» **Brief**
Transcribe all the records with complete accuracy.

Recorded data
+ + + +
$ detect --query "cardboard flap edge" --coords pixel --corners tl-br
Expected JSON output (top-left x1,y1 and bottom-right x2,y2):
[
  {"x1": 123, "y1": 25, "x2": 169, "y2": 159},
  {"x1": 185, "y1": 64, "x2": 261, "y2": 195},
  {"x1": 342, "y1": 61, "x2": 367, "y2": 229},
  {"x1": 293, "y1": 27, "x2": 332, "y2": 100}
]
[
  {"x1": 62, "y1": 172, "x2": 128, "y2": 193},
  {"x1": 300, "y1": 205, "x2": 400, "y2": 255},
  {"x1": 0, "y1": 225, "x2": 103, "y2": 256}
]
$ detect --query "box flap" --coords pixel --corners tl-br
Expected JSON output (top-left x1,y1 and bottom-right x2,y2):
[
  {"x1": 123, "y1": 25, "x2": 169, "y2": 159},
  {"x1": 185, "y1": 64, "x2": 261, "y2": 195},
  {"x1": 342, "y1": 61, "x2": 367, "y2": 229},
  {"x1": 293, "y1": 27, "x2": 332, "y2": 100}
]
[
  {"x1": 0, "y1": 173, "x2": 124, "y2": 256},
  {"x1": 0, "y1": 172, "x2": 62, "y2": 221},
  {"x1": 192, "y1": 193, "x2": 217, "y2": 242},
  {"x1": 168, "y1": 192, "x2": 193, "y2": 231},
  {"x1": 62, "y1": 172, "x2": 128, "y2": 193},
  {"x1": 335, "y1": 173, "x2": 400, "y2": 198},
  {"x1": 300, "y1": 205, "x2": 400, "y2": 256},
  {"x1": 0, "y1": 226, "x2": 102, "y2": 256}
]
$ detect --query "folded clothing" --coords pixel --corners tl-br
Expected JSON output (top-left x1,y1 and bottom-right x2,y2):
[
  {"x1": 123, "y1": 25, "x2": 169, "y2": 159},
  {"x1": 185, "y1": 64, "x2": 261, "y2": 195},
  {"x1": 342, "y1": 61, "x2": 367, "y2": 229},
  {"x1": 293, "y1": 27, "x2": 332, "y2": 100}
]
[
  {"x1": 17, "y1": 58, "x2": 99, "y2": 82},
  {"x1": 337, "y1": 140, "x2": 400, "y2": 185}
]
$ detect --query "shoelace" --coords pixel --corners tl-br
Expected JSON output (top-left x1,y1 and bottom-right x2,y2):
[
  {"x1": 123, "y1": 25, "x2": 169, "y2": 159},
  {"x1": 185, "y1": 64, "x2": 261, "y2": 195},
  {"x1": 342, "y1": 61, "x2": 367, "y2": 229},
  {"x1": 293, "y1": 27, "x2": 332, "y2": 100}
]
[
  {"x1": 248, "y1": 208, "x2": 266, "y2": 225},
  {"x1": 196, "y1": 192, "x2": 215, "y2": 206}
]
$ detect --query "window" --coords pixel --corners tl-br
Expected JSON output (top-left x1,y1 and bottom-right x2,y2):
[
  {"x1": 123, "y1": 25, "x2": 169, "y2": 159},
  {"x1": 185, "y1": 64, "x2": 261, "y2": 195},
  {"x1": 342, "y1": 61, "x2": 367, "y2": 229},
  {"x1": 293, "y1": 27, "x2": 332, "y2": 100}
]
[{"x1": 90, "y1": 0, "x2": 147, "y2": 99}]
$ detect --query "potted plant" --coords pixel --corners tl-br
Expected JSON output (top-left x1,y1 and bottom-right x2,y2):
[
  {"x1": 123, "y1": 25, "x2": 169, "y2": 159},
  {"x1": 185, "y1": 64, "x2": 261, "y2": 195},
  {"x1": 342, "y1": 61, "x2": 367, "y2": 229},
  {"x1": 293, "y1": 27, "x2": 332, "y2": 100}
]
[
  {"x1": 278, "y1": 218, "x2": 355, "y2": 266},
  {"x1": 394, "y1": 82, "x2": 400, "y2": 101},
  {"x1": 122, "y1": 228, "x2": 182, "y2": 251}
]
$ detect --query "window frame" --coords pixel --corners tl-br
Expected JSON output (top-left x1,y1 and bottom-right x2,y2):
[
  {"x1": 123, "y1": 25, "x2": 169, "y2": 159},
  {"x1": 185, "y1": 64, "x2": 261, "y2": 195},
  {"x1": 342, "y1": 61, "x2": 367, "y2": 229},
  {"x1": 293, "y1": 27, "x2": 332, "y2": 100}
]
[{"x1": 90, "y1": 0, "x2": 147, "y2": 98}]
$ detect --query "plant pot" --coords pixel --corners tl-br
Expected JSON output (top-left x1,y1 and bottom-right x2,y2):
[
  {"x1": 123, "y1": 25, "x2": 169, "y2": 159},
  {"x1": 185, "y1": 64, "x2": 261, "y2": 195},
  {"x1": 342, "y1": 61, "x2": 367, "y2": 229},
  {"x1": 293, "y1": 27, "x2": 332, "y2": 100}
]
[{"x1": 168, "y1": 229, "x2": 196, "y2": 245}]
+ + + +
» **Exercise output**
$ detect --query "cardboard flap edge" --coords pixel --corners tl-br
Expected JSON output (top-left x1,y1 and bottom-right x2,y2):
[
  {"x1": 123, "y1": 25, "x2": 169, "y2": 159},
  {"x1": 185, "y1": 64, "x2": 261, "y2": 195},
  {"x1": 342, "y1": 61, "x2": 367, "y2": 229},
  {"x1": 293, "y1": 27, "x2": 332, "y2": 100}
]
[
  {"x1": 62, "y1": 172, "x2": 128, "y2": 193},
  {"x1": 300, "y1": 205, "x2": 400, "y2": 255},
  {"x1": 0, "y1": 225, "x2": 103, "y2": 256}
]
$ detect --query "box flap" --coords pixel --corners tl-br
Expected JSON output (top-left x1,y1 and bottom-right x2,y2):
[
  {"x1": 123, "y1": 25, "x2": 169, "y2": 159},
  {"x1": 185, "y1": 64, "x2": 261, "y2": 195},
  {"x1": 342, "y1": 61, "x2": 367, "y2": 229},
  {"x1": 293, "y1": 27, "x2": 332, "y2": 100}
]
[
  {"x1": 0, "y1": 173, "x2": 124, "y2": 256},
  {"x1": 0, "y1": 172, "x2": 62, "y2": 221},
  {"x1": 192, "y1": 193, "x2": 217, "y2": 242},
  {"x1": 168, "y1": 192, "x2": 193, "y2": 231},
  {"x1": 62, "y1": 172, "x2": 128, "y2": 193},
  {"x1": 335, "y1": 173, "x2": 400, "y2": 198},
  {"x1": 300, "y1": 205, "x2": 400, "y2": 256},
  {"x1": 0, "y1": 226, "x2": 102, "y2": 256}
]
$ detect --query "folded clothing" --coords pixel --corners tl-br
Expected JSON output (top-left x1,y1 and bottom-right x2,y2):
[
  {"x1": 123, "y1": 25, "x2": 169, "y2": 159},
  {"x1": 185, "y1": 64, "x2": 261, "y2": 195},
  {"x1": 342, "y1": 61, "x2": 367, "y2": 229},
  {"x1": 293, "y1": 27, "x2": 332, "y2": 100}
]
[
  {"x1": 17, "y1": 58, "x2": 99, "y2": 82},
  {"x1": 337, "y1": 140, "x2": 400, "y2": 185}
]
$ detect --query "shoelace" --coords pixel --corners tl-br
Expected JSON output (top-left x1,y1 and bottom-right x2,y2):
[
  {"x1": 123, "y1": 25, "x2": 169, "y2": 159},
  {"x1": 185, "y1": 64, "x2": 261, "y2": 195},
  {"x1": 342, "y1": 61, "x2": 367, "y2": 229},
  {"x1": 293, "y1": 27, "x2": 332, "y2": 100}
]
[
  {"x1": 248, "y1": 208, "x2": 266, "y2": 225},
  {"x1": 196, "y1": 192, "x2": 215, "y2": 206}
]
$ detect --query "window" --coords pixel --corners tl-br
Expected JSON output (top-left x1,y1 and bottom-right x2,y2):
[
  {"x1": 123, "y1": 25, "x2": 169, "y2": 159},
  {"x1": 185, "y1": 64, "x2": 261, "y2": 195},
  {"x1": 342, "y1": 61, "x2": 367, "y2": 229},
  {"x1": 293, "y1": 27, "x2": 332, "y2": 100}
]
[{"x1": 90, "y1": 0, "x2": 147, "y2": 99}]
$ detect --query "potted plant" --coords pixel --corners tl-br
Expected JSON output (top-left x1,y1 and bottom-right x2,y2):
[
  {"x1": 123, "y1": 25, "x2": 169, "y2": 159},
  {"x1": 185, "y1": 64, "x2": 261, "y2": 195},
  {"x1": 342, "y1": 61, "x2": 367, "y2": 229},
  {"x1": 293, "y1": 27, "x2": 332, "y2": 100}
]
[
  {"x1": 278, "y1": 218, "x2": 355, "y2": 266},
  {"x1": 394, "y1": 82, "x2": 400, "y2": 101},
  {"x1": 122, "y1": 228, "x2": 182, "y2": 251}
]
$ detect --query "window frame" --coords pixel --corners tl-br
Expected JSON output (top-left x1,y1 and bottom-right x2,y2):
[
  {"x1": 123, "y1": 25, "x2": 169, "y2": 159},
  {"x1": 185, "y1": 64, "x2": 261, "y2": 195},
  {"x1": 342, "y1": 61, "x2": 367, "y2": 229},
  {"x1": 293, "y1": 27, "x2": 332, "y2": 100}
]
[{"x1": 90, "y1": 0, "x2": 147, "y2": 98}]
$ detect --query "plant pot" --coords pixel --corners tl-br
Expected JSON output (top-left x1,y1 and bottom-right x2,y2):
[
  {"x1": 123, "y1": 25, "x2": 169, "y2": 159},
  {"x1": 185, "y1": 64, "x2": 261, "y2": 195},
  {"x1": 342, "y1": 61, "x2": 367, "y2": 229},
  {"x1": 293, "y1": 27, "x2": 332, "y2": 100}
]
[{"x1": 168, "y1": 229, "x2": 196, "y2": 245}]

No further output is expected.